Brief: Can you put every line of the listing below into a numbered list, leaving out the blank lines?

.....

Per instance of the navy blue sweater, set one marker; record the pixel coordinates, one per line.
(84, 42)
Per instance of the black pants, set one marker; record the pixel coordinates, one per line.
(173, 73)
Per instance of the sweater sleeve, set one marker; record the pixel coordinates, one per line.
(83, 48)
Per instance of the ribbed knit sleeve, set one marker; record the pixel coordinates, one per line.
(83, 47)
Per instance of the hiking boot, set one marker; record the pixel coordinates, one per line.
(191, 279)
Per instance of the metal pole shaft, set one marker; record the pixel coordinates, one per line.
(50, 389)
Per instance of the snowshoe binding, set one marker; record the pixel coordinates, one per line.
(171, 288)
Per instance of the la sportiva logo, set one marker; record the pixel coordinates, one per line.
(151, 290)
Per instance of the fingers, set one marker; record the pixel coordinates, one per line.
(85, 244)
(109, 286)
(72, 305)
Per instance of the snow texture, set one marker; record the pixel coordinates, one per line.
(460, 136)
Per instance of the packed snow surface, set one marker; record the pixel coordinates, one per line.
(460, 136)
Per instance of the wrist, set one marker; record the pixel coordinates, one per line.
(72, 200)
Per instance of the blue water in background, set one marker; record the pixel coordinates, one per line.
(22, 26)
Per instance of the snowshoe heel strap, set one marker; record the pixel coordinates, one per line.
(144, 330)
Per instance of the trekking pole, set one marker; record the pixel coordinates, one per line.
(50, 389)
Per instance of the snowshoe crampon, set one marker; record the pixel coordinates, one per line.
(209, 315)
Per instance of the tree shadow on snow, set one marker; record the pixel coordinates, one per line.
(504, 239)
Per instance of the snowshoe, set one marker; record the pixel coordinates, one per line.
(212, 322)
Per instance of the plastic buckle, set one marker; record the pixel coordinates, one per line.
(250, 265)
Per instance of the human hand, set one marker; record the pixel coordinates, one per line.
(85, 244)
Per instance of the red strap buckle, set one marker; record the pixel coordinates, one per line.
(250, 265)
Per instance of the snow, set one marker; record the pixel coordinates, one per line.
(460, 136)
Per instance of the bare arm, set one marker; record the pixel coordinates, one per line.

.....

Completed exercise:
1. Per instance of the navy blue sweater, set one marker; record the pixel coordinates, one per line.
2. (84, 42)
3. Per instance of the black pants, set one marker; record the pixel coordinates, one per line.
4. (173, 73)
5. Per instance of the sweater sleeve, set one marker; record the pixel coordinates, one per line.
6. (83, 48)
7. Per instance of the ribbed knit sleeve, set one marker; record the pixel coordinates, one per line.
8. (83, 47)
9. Per instance of the hiking boot, set one marker; record the pixel coordinates, one per line.
10. (191, 279)
11. Per instance of the metal pole shaft, set one marker; record the pixel coordinates, one per line.
12. (50, 389)
13. Per instance of the snowshoe binding, set one marker; record the pixel coordinates, one per line.
14. (171, 288)
15. Per instance of the la sportiva logo, set one marker; record the pixel coordinates, one per line.
16. (151, 290)
17. Per instance of the fingers, set one marker; record the pixel coordinates, one per line.
18. (85, 244)
19. (109, 286)
20. (72, 305)
21. Per instance of the snow texture, set one marker; record the pixel coordinates, one per line.
22. (460, 136)
23. Per instance of the packed snow surface, set one marker; record the pixel coordinates, one per line.
24. (460, 136)
25. Per instance of the wrist, set one marker; record the pixel coordinates, one per line.
26. (72, 200)
27. Per instance of the blue water in background, set one marker; record the pixel coordinates, one per line.
28. (22, 26)
29. Per instance of the snowshoe heel strap, set one marker; record the pixel coordinates, one per line.
30. (144, 330)
31. Per instance of the trekking pole, set one marker; record the pixel coordinates, one per line.
32. (50, 389)
33. Per instance of the snowshoe crampon, set one marker; record the pixel coordinates, one per line.
34. (209, 315)
35. Per instance of the tree shadow on snow, set one marker; record the pixel coordinates, one per line.
36. (504, 239)
37. Per instance of the snowshoe, set one marker; record the pixel coordinates, one per line.
38. (212, 322)
39. Per instance of the plastic buckle, set one marker; record the pixel coordinates, one per line.
40. (250, 265)
41. Per instance of the human hand, set one marker; record the pixel coordinates, one per line.
42. (85, 244)
43. Per instance of the red strap buckle, set one marker; record the pixel coordinates, one per line.
44. (250, 265)
45. Per instance of the snow, set one marker; record the pixel coordinates, one per line.
46. (460, 136)
47. Per instance of the bare arm, set one marker; record the pixel coordinates, one per line.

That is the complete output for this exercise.